John Fogg is an American politician who served as the mayor of Pensacola, Florida, from 1994 to 2009. Fogg was appointed to the post by the Pensacola City Council in 1994, and reappointed in 1995, 1997, and 1999. In 2001, he became the first elected mayor since 1913.

Early life and education
Fogg has a master's degree in public administration from Troy State University and a Bachelor of Arts degree in psychology from Butler University.

Career 
He was a member of the United States Marine Corps and flew 200 combat air missions in Vietnam. He was also awarded 14 Combat Air Medals, a Blue Angels demonstration pilot from 1973 to 1974, "Top Gun" graduate of Navy Fighter Weapons School, the commanding officer of Marine Fighter Attack Squadron VMFA-122, and was awarded the Meritorious Service Medal upon retirement as a lieutenant colonel after 20 years of service.

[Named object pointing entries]
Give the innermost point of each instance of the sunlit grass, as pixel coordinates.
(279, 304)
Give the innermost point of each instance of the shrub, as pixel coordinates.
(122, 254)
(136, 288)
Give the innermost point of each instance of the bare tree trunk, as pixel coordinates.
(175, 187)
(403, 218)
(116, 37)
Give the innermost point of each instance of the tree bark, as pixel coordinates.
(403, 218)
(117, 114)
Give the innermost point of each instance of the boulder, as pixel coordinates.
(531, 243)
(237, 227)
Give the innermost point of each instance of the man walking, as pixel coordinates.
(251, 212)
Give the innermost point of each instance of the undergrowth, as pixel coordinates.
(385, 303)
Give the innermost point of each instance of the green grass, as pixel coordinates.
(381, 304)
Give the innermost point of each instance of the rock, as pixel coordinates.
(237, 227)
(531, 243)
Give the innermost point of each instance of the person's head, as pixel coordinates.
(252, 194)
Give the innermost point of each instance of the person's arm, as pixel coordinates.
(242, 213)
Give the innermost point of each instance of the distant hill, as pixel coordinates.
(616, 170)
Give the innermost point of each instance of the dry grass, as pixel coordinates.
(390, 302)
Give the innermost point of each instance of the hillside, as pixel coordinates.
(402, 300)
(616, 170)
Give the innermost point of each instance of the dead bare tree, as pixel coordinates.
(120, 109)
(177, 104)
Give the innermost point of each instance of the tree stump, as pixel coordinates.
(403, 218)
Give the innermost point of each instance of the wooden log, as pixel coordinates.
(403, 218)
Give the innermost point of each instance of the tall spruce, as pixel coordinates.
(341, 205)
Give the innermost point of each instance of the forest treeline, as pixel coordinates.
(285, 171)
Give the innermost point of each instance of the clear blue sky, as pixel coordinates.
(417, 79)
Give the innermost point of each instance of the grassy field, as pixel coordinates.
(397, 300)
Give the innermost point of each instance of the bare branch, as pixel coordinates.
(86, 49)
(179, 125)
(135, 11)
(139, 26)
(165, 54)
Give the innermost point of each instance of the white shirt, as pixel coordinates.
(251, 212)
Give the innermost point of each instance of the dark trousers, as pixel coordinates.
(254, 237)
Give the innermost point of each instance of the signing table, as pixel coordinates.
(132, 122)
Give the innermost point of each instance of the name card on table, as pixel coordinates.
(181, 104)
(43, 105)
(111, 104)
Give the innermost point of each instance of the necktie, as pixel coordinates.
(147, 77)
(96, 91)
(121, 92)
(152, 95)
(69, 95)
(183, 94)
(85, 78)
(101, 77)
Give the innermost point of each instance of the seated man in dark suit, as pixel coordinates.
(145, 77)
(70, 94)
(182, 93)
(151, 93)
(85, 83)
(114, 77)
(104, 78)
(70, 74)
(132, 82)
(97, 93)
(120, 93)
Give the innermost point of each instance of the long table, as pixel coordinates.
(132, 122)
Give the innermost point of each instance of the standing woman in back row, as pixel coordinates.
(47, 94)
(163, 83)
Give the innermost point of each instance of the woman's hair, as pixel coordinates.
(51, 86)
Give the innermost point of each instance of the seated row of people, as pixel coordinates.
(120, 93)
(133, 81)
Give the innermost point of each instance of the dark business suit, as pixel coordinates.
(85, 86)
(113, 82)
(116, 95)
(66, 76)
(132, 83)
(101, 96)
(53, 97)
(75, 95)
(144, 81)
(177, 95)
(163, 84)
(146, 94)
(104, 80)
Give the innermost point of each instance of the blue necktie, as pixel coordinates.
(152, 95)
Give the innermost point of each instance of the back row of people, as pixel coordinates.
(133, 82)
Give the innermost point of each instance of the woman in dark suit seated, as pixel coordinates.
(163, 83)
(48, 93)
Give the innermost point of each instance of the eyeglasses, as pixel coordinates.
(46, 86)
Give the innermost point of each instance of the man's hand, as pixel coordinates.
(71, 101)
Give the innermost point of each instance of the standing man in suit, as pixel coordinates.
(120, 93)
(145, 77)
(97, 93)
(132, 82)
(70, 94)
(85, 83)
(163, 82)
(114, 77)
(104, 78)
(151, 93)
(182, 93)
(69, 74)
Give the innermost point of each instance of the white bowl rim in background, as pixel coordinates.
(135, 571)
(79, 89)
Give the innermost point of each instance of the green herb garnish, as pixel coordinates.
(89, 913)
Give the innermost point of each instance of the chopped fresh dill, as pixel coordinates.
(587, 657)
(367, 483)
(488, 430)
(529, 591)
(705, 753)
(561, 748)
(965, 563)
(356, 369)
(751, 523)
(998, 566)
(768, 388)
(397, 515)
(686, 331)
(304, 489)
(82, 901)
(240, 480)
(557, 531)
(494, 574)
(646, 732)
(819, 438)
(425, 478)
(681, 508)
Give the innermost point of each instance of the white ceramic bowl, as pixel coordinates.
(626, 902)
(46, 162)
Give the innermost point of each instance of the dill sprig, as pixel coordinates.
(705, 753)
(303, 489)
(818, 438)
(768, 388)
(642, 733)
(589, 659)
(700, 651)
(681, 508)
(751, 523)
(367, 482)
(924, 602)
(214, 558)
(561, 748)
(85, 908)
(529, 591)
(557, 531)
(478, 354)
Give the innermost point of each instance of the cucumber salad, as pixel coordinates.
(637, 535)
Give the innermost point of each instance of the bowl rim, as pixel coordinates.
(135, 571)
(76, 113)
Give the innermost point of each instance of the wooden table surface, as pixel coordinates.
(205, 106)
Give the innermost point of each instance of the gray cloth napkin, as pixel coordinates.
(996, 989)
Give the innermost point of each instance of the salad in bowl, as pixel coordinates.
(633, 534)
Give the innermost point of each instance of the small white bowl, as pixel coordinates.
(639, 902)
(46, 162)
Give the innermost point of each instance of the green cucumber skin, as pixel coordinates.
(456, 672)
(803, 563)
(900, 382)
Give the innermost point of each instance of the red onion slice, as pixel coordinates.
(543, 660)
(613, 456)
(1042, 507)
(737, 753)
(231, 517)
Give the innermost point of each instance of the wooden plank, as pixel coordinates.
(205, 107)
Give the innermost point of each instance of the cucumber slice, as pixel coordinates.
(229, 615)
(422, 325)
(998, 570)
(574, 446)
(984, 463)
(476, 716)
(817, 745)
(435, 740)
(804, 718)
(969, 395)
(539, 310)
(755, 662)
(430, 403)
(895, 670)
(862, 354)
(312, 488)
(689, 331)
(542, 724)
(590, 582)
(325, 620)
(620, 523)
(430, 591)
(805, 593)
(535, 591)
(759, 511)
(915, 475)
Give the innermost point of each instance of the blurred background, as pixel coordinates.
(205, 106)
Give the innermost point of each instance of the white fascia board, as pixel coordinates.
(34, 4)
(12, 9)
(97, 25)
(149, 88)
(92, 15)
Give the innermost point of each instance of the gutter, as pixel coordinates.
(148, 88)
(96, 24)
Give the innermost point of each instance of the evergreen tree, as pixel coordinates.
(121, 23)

» **SHORT TASK**
Print the passage from the biography of John Fogg, beginning at the words "John Fogg is" and ending after the words "years of service.".

» **SOLUTION TO THIS PROBLEM**
John Fogg is an American politician who served as the mayor of Pensacola, Florida, from 1994 to 2009. Fogg was appointed to the post by the Pensacola City Council in 1994, and reappointed in 1995, 1997, and 1999. In 2001, he became the first elected mayor since 1913.

Early life and education
Fogg has a master's degree in public administration from Troy State University and a Bachelor of Arts degree in psychology from Butler University.

Career 
He was a member of the United States Marine Corps and flew 200 combat air missions in Vietnam. He was also awarded 14 Combat Air Medals, a Blue Angels demonstration pilot from 1973 to 1974, "Top Gun" graduate of Navy Fighter Weapons School, the commanding officer of Marine Fighter Attack Squadron VMFA-122, and was awarded the Meritorious Service Medal upon retirement as a lieutenant colonel after 20 years of service.